SELECTED EXCERPT
————
What happened between me and Anne

This is not a paid advertisement, although it might as well be.

I had coffee in D.C. with a friend and afterwards he bought me a book by one of his favored authors, Anne Lamott. The book, called “Some Assembly Required,” is her journal of the first year of her grandson’s life. I’m reading it, savoring it, laughing out loud at it, and am now a fan of all things Anne Lamott. I fully intend to read everything she’s ever written, and will write in the future. I am now money in her back pocket.

I do this with writers, fall in love, gobble up their every word, pine for their next book. I am very faithful. Michael Chabon, Ian McEwan, Barbara Kingsolver, Jonathan Franzen, you will have me forever. But I feel a kinship with Anne Lamott. She is a writer. I am a writer. She is a messed up person of faith. I am a messed up person of faith. She is a grandmother. I am a grandmother. She is an anxious worrier with friends who impart great wisdom to her which she mostly ignores. I am not an anxious worrier, but my husband is, which is why I am determined to find ways to read parts of her books to him. He needs her. He needs the kind of friends she has. He has me, but he doesn’t appreciate me. Anne doesn’t always appreciate her friends either. Her die hard, last resort friend whom she only turns to when she is on the verge of spinning off into outerspace from anxiety, she calls Horrible Bonnie. Horrible, because Bonnie never worries.

I never worry either. I am very, very laid back. I am sure that my husband sometimes thinks of me as Horrible Lara. Worriers like to be validated in their worrying. Worriers worry about people who don’t worry. We make them crazy. We are icing on the cake of worries. They have to wring their hands doubletime to make up for all the ways in which we are failing to hold the universe together. But anyway, back to Anne Lamott.

I am sure that if I were to meet Anne, we would soon be best friends. How could she not feel the same way about me as I now feel about her? There is only one thing about Anne that bothers me. She has a more highly evolved work ethic than I do. She must have, because she is about my same age, but she has written over a dozen books and I have written just one. My one is a very good book, but still… Maybe Anne has written so many more books than I have because she is such a worrier and she worries that if she doesn’t write lots of books, people won’t want to be her friend. But I want to be her friend in spite of the fact that she’s written lots of books! So once she and I are friends, she can slow way down with all that book a year business. That can’t be good for her health.

The thing about Anne is, she writes not only novels, but also books about her life. Maybe I should be writing books about my life too. How hard can that be? You live a certain amount of time, then you write about it. It’s probably much easier than making up a bunch of people and then having to figure out what they’ve done with their lives before you can even write the book. Maybe, once Anne and I are friends, and seeing as how she already has so many books about her, she will want to write a book about me. I’m not that fascinating, but neither is she and she’s managed to write lots of funny books about herself. Anne would be able to spice me right up.

Anne lives in San Francisco and I live in Baltimore so that will make being best friends challenging, but it will be fun to fly back and forth to see each other. Being friends with Anne may actually improve my productivity as a writer. Although it’s hard to imagine how Anne even has time to live her life with all the writing she does. Anne is so prolific that it’s kind of annoying. I enjoy reading Anne’s books and they make me want to write more, and better, but Anne herself makes me feel kind of lazy. And who wants a friend who makes you feel like an underachiever? Anne’s problem is she just keeps on writing, even when the rest of us are stuck. Anne could make being stuck as a writer into a book.

Which is too bad, because I really think we could have been friends.
————
PROMPT 1
Copy the essay about Anne Lamott from "This is not" up to and including "her back pocket.".
PROMPT 2
Condense the paragraph of the essay about Anne Lamott that begins "Anne lives in San Francisco" into a shorter version that keeps its main facts.
————
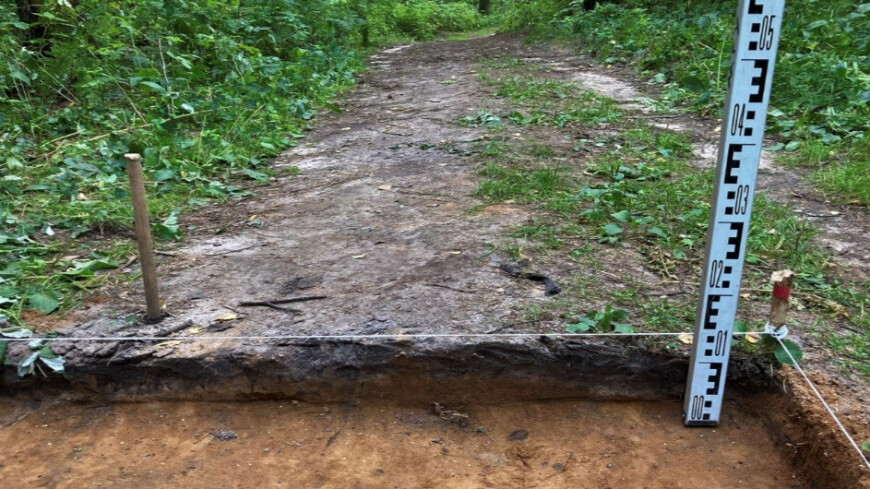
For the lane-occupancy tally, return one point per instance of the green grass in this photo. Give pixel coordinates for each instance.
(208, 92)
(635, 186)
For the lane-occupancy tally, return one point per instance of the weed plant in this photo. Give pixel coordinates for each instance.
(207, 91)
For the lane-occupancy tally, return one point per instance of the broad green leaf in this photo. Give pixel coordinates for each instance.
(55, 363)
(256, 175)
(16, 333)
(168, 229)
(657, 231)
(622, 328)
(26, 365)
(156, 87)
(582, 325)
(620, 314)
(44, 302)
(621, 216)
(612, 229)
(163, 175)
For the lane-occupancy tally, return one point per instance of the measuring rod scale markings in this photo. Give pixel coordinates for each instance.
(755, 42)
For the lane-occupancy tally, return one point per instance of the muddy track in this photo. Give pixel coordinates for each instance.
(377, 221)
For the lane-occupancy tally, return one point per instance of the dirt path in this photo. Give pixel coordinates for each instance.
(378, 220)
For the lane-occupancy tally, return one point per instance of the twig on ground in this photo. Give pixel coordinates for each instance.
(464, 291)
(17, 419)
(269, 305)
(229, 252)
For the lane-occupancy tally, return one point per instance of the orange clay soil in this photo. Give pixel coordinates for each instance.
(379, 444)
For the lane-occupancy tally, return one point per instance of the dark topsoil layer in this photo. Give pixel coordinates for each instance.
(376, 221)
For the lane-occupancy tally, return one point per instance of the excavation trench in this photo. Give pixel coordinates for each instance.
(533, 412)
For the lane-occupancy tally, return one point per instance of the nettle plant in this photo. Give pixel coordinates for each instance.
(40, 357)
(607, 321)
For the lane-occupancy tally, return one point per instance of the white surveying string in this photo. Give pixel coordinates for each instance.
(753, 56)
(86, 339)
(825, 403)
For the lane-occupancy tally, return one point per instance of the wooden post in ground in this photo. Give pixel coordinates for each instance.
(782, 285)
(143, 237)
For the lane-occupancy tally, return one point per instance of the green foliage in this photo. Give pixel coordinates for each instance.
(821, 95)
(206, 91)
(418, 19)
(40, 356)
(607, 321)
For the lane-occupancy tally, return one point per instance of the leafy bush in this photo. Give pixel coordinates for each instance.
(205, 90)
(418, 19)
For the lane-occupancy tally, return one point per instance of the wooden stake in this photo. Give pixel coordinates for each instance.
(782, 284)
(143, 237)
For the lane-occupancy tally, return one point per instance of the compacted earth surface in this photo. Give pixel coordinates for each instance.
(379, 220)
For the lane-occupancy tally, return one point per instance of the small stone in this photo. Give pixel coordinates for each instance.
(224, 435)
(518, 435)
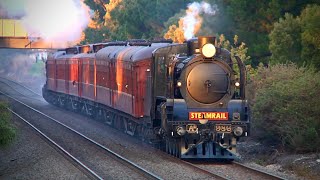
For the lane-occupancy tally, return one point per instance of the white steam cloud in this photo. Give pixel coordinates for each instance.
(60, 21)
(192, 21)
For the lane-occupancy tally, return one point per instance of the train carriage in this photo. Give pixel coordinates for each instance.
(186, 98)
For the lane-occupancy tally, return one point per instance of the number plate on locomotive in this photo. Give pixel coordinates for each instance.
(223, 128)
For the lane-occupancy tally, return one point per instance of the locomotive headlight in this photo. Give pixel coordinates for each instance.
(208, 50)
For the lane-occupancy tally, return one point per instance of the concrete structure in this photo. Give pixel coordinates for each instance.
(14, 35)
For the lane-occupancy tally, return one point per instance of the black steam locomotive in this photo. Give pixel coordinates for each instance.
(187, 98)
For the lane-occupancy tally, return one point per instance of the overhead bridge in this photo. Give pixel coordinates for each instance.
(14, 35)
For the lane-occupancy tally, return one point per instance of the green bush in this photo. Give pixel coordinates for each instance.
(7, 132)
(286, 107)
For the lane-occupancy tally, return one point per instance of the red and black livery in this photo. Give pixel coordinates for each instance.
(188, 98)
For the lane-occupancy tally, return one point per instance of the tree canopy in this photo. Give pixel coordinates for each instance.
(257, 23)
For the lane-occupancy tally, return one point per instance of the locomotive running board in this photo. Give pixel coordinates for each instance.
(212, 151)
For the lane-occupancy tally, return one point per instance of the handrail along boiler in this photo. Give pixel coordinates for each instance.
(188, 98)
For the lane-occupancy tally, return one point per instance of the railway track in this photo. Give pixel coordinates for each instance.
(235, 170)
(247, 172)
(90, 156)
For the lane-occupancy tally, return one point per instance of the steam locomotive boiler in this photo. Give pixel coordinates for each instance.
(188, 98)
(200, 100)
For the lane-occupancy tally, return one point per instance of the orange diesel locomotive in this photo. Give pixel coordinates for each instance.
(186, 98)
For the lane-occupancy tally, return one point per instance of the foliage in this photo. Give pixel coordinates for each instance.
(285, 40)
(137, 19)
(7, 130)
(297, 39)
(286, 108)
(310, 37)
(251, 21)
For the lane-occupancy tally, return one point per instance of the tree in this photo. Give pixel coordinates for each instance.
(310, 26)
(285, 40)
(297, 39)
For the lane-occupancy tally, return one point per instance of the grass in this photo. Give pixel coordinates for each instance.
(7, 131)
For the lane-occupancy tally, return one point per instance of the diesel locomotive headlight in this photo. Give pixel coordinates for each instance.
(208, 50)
————
YOUR SOLUTION 1
This is not a paid advertisement, although it might as well be.

I had coffee in D.C. with a friend and afterwards he bought me a book by one of his favored authors, Anne Lamott. The book, called “Some Assembly Required,” is her journal of the first year of her grandson’s life. I’m reading it, savoring it, laughing out loud at it, and am now a fan of all things Anne Lamott. I fully intend to read everything she’s ever written, and will write in the future. I am now money in her back pocket.

YOUR SOLUTION 2
Anne lives in San Francisco and I live in Baltimore, which will make being best friends hard, though flying back and forth will be fun. Her friendship might even make me a more productive writer. Still, she is so prolific it's annoying. Her books make me want to write more and better, but she herself makes me feel lazy, and nobody wants a friend who makes them feel like an underachiever. She keeps writing when the rest of us are stuck and could even turn being stuck into a book.